* DOCUMENT SEGMENT:

For Castillo, coming to USC was a bit of a culture shock. Though she’s a resident of El Sol y La Luna, Fluor Tower’s Latinx floor, there are not as many Latinx students on the floor as she expected.

“I come from Coachella Valley, so we’re all Latinos,” Castillo said. “My high school is 99.9% Latino. Our teachers are jamming out to Mexican music from class to class, like it’s paisa, it’s Mexican, Mexican. Being here is a totally different atmosphere. Talking to other friends on the floor and just comparing music taste and stuff is just — I’m in another world.”

Castillo misses switching back and forth between English and Spanish, using Spanglish words and translating for her family and acting as an interpreter for parents at school.

“It’s just a few people that actually speak Spanish to me on the floor,” she said. “Sometimes I catch myself speaking in Spanish, and I have to apologize and translate it to English. So, for me, that’s really hard. It’s something that I have to overcome.”

For Castillo, the most important part of her journey has been helping her brother and two sisters aim high so that doors continue to open for them like they did for her. She’s especially happy to see her own motivations rub off on her second-grade brother Emiliano, the youngest, whose excitement about the future matches  Castillo’s. 

Emiliano has followed in her footsteps quite literally, as he has taken up baile folklórico just as Castillo did throughout middle and high school and has already set his sights on college.

Castillo couldn’t help but smile as she recalled his reluctance to leave her dorm room on move-in day. As her mother helped her set up her bed, Emiliano defiantly told with her about how he was going to move in with Castillo, and there was no one who could stop him.

* Records drawn from a dataset:
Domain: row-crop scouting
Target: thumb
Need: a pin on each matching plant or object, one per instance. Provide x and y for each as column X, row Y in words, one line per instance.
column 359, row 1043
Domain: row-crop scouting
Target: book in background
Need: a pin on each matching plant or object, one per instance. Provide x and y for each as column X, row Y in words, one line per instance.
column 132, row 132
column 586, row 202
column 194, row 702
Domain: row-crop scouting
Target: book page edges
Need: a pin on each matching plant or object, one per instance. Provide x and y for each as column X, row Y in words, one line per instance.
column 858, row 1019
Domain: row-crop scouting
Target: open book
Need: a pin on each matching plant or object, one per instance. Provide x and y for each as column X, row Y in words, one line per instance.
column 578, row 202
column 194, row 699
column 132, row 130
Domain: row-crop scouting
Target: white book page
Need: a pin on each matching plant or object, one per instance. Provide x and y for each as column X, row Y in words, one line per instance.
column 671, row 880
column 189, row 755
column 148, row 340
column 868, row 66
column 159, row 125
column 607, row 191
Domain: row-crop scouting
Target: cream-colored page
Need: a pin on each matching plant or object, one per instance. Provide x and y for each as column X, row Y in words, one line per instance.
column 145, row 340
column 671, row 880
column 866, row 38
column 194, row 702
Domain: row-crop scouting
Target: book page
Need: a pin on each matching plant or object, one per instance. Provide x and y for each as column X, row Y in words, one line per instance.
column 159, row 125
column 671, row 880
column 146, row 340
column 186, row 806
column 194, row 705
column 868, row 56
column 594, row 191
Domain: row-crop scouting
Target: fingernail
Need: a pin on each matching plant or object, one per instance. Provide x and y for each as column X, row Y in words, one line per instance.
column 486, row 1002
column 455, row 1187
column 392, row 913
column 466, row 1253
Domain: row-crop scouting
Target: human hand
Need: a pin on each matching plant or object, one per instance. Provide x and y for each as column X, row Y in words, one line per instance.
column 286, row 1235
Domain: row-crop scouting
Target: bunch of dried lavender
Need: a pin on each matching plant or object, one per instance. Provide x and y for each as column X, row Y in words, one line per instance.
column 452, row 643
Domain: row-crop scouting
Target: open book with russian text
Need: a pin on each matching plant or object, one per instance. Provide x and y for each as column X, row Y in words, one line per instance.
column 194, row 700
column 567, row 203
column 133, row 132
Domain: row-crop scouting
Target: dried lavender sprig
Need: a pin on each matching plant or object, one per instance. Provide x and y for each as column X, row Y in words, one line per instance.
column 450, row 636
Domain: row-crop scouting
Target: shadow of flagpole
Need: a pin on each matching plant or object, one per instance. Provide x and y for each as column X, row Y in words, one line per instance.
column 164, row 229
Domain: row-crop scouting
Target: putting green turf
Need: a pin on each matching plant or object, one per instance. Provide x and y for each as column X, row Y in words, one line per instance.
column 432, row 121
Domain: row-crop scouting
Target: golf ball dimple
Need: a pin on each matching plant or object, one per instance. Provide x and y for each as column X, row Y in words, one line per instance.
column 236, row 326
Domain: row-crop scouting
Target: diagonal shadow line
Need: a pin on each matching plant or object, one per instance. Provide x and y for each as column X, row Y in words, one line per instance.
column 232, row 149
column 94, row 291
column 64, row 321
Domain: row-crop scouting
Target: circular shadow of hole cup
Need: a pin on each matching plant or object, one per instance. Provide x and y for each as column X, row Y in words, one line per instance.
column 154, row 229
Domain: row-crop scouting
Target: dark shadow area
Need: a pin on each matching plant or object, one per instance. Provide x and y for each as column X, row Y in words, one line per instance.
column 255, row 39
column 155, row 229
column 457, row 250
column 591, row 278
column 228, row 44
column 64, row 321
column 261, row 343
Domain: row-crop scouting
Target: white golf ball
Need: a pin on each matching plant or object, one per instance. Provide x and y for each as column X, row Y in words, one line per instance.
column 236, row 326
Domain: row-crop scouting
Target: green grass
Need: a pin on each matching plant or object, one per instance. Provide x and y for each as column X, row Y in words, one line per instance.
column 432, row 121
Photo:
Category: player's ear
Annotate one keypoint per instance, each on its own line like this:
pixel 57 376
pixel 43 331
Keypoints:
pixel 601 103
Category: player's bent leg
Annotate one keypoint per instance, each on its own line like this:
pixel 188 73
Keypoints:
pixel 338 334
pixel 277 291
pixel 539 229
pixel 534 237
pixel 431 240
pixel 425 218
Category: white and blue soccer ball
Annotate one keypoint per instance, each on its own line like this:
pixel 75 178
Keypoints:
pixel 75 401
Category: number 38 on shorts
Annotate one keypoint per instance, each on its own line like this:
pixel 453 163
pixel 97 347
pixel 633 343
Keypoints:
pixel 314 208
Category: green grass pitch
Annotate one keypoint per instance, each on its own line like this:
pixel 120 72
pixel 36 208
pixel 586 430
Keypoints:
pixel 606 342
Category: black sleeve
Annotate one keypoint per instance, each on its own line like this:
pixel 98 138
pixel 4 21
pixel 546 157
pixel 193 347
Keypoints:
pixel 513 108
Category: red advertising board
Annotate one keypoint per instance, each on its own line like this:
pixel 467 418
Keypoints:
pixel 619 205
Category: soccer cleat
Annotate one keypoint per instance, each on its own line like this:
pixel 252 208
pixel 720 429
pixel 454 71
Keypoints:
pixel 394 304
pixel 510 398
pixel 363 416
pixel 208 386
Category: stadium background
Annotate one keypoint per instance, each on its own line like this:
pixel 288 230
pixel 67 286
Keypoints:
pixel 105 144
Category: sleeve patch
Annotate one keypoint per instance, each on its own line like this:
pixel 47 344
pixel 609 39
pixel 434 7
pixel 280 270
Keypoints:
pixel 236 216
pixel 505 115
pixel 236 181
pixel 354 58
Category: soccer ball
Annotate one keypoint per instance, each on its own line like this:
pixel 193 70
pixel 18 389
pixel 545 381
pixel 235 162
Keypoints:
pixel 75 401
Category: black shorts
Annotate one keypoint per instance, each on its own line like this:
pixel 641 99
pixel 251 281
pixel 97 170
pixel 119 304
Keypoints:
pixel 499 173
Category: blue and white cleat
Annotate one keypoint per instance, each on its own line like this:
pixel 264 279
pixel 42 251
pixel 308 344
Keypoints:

* TASK OBJECTIVE: Write the next part of the article about Castillo's transition to USC, starting after its final sentence about Emiliano on move-in day.

* ANSWER TO THE EXERCISE:
“If I can’t change the world, at least I know I changed his mentality, and I’m happy,” Castillo said.

Getting to USC wasn’t easy for Castillo. She said that the counselors at her high school did not provide much help or resources for students applying to four-year universities like USC. But Castillo’s main support came from the Bovard Scholars program, which she discovered accidentally when she sat down next to a friend at lunch and saw the program’s flyer among his belongings.

“She’s so bright, she’s so eager,” said Jennifer Colin, the executive director of Bovard Scholars and summer programs, who works with Bovard Scholars like Castillo. “And then she has this added personal mission, which really comes through when you talk to her. She is glowing about inspiring students to our summer community and showing them life outside of the valley and really encouraging them to see beyond their immediate circumstances.”

Outside of class, Castillo’s main release is baile folklórico. She has danced since seventh grade, when she wandered into a high school dance group after learning about it from a woman at a conference she attended at school. This is a passion Castillo continues to pursue 100 miles away from her usual dance floor. 

USC’s Grupo Folklórico was the first thing she looked for when attending the campus involvement fair in September. Now, a few afternoons a week, the space in front of Heritage Hall becomes her studio. She’s exhilarated as she dances, empowered by bailes like el jarabe tapatío of Guadalajara, Mexico. The bailes provide a bridge between her passion and her daily life.

“She’s resilient,” Castillo said. “In the dance, she has to stomp as hard as the guy, she has to manage the faldeo and do all these things at the same time. I feel like that’s what I’ve been doing, just like balancing all these things at once but trying to be resilient and trying to have that smile on my face and push through the pain.”

As Castillo looks toward her next few years, she’s not quite sure what to expect. All she knows is that her next steps will be rooted in her culture and the values she’s grown up with.

“Soy Mexicana de corazón,” Castillo said. ”I’ve always been super in touch with my culture. And that’s why I do baile folklórico, and that’s why I like to speak Spanish. And it’s something that keeps me connected and reminds me every step of the way, who I am. I’m a DACA student and I’m from Mexico.”